═══ PROVIDED DATA ═══
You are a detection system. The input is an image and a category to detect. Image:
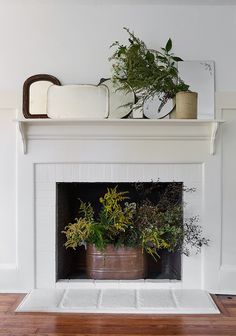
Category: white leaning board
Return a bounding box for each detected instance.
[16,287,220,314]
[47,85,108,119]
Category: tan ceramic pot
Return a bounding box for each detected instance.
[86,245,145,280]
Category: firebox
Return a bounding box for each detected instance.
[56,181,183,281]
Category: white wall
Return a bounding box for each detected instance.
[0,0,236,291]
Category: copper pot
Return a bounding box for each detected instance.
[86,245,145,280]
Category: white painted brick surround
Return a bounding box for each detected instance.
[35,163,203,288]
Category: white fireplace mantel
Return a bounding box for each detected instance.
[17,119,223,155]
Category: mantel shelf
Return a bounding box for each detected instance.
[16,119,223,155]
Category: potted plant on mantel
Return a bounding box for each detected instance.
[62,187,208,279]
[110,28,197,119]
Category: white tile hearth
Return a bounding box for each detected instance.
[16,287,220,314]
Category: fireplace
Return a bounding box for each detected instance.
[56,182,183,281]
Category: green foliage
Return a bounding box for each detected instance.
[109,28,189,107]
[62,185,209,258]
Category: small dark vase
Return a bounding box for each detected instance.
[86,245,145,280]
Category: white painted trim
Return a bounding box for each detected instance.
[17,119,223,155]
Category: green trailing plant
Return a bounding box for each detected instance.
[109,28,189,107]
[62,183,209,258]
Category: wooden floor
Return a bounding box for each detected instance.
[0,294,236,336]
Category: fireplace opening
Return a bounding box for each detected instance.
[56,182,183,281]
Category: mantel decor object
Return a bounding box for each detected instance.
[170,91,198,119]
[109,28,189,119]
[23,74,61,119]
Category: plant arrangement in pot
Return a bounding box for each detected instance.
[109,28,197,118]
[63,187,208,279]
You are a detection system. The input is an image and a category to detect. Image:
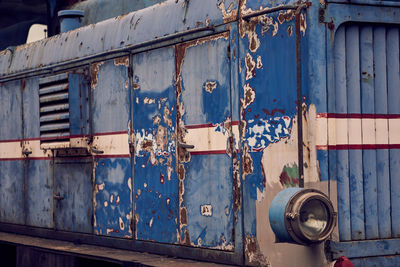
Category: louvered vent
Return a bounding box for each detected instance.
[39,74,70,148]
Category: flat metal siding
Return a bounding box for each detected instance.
═══
▸ **DIRECTIONS**
Please convert every line of the records above into a numbered list, skipping any blank lines and leaving the pictures out.

▸ **THE ANSWER**
1. You are a detection system. The input is an image and a category to detect. Image:
2. Category: white leaning board
3. Return a bounding box for each detected instance.
4. [16,287,220,314]
5. [47,85,108,119]
6. Category: tan ceramic pot
7. Return a bounding box for each detected instance.
8. [86,245,145,280]
9. Category: firebox
10. Return a bounding box for each detected instance.
11. [56,181,183,281]
12. Category: white wall
13. Return a bounding box for each detected instance.
14. [0,0,236,291]
15. Category: copper pot
16. Return a bounding box for each detected instance.
17. [86,245,145,280]
18. Category: white painted brick surround
19. Return a bounding box for each detected instance.
20. [35,163,203,288]
21. Category: white fireplace mantel
22. Return a bounding box for each detected instance.
23. [17,119,223,155]
24. Category: mantel shelf
25. Return a bounding box for each detected instance.
26. [16,119,223,155]
27. Category: potted plant on mantel
28. Return a bounding box for each detected instance.
29. [62,187,208,279]
30. [110,28,197,119]
31. Category: white tile hearth
32. Return a bounding box for each detected instance.
33. [16,287,220,314]
34. Category: fireplace
35. Return a bounding box for each detected instance.
36. [56,182,183,281]
37. Category: green foliage
38. Return a bounding box for each detected instance.
39. [109,28,189,107]
40. [62,185,209,258]
41. Category: small dark vase
42. Return a bounding box for each detected instance.
43. [86,245,145,280]
44. Category: white painted trim
45. Return a bounding box for each detected instance.
46. [17,119,223,155]
47. Category: green trailing plant
48. Return a bounding box for each detected instance.
49. [109,28,189,107]
50. [62,183,209,258]
51. Category: wooden floor
52. Return a bounding box for each detected instance.
53. [0,294,236,336]
54. Category: fireplace opening
55. Return a bounding box for each detected instance.
56. [56,182,183,281]
57. Category: mantel decor object
58. Return a bounding box for each detected instance.
59. [170,91,198,119]
60. [109,28,189,119]
61. [23,74,61,119]
62. Category: plant arrangement in pot
63. Return a bounding box for each detected instance.
64. [109,28,197,118]
65. [63,187,208,279]
66. You are a detection system. The input is an image and a category to detect. Image:
67. Category: louvered vent
68. Return a bounding box for each detected instance.
69. [39,74,70,148]
70. Category: flat metal siding
71. Return a bounding box for each detected instance.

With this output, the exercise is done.